:: Given request ::
Reproduce the listing below, swapping every "Would you mind indicating" for "Please mark" and leaving everything else unchanged. Omit the pictures from your answer.

:: Stored data ::
※
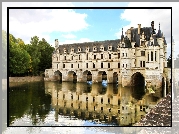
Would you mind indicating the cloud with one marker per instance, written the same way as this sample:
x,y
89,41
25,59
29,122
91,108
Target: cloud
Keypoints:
x,y
144,17
68,36
26,23
81,40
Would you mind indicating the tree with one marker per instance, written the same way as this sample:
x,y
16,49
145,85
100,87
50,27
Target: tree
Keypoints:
x,y
4,54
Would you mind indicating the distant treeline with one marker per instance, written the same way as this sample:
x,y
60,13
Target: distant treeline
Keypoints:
x,y
28,59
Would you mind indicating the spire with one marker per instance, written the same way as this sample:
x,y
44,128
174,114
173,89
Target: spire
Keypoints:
x,y
122,36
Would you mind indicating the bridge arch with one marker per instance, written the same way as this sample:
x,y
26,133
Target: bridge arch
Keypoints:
x,y
72,76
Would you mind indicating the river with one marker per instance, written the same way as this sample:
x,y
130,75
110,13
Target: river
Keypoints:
x,y
78,104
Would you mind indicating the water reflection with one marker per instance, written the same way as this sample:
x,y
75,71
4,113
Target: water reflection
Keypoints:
x,y
108,104
78,104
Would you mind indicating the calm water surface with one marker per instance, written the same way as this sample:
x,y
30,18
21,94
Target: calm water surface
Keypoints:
x,y
78,104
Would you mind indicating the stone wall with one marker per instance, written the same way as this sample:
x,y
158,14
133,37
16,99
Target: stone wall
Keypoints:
x,y
26,79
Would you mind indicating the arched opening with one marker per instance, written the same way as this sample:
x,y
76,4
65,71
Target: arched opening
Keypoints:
x,y
72,76
115,77
58,75
104,76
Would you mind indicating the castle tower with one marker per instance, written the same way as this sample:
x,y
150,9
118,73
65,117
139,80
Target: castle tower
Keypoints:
x,y
56,44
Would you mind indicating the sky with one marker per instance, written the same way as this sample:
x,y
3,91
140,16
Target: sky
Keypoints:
x,y
87,25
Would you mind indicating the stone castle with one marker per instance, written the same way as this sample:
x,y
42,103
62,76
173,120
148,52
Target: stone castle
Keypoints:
x,y
140,56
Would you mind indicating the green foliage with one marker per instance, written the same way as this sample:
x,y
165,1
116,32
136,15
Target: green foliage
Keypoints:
※
:: Result below ::
Please mark the cloud with one marker per instance, written the same way as this sample:
x,y
89,41
25,59
29,122
91,108
Target: cloud
Keypoints:
x,y
144,17
68,36
26,23
81,40
Please mark the tree with one marker per instance, written the same way as this sample:
x,y
16,49
145,85
100,87
50,27
Target: tree
Keypoints:
x,y
4,54
Please mark the distant treeline with one marker per instance, written the same way as this sample:
x,y
60,13
Target: distant treeline
Keypoints:
x,y
28,59
Please mark the spire with one marker per instance, written the same way as this sample:
x,y
44,128
174,114
173,89
Target: spire
Keypoints:
x,y
122,36
Please mark the bridge arch with one marker per instance, written the same way as this sample:
x,y
26,133
Target: bridge arch
Keypoints:
x,y
72,76
Please mark the river with one marker per instance, written the same way as this sample:
x,y
130,75
110,13
Target: river
Keypoints:
x,y
78,104
Please mark the water reflection with one marker per instance, written the same way as this sample:
x,y
75,71
4,113
Target: water reflection
Keypoints:
x,y
108,104
78,104
Please mark the calm water surface with one marker per instance, written the same way as this sample:
x,y
30,18
21,94
Target: calm water surface
Keypoints:
x,y
78,104
Please mark the stone wall with one marker per instance, written the same way as this sample:
x,y
158,14
133,37
16,99
Target: stone wall
Keypoints:
x,y
26,79
Please mark the arched opening with one marker per instance, written the same way as this sample:
x,y
76,4
65,71
Target: arched opening
Keypoints:
x,y
72,76
115,77
58,75
104,76
Please mark the castle tower with one marker per instance, written the same way as this sample:
x,y
150,9
118,73
65,117
139,80
Target: castle tower
Keypoints:
x,y
56,44
Please mark the sky with one marker per instance, written the same way as this sample:
x,y
3,91
140,16
Target: sky
Keypoints:
x,y
87,25
Please mark the stone castle with one marker per instance, written the same way as this sample:
x,y
42,103
62,76
173,120
148,52
Target: stone castle
Keypoints:
x,y
140,56
Please mark the green foliage with one marker per instance, written the same way as this sample:
x,y
165,1
116,32
136,15
Target: green foliage
Keypoints:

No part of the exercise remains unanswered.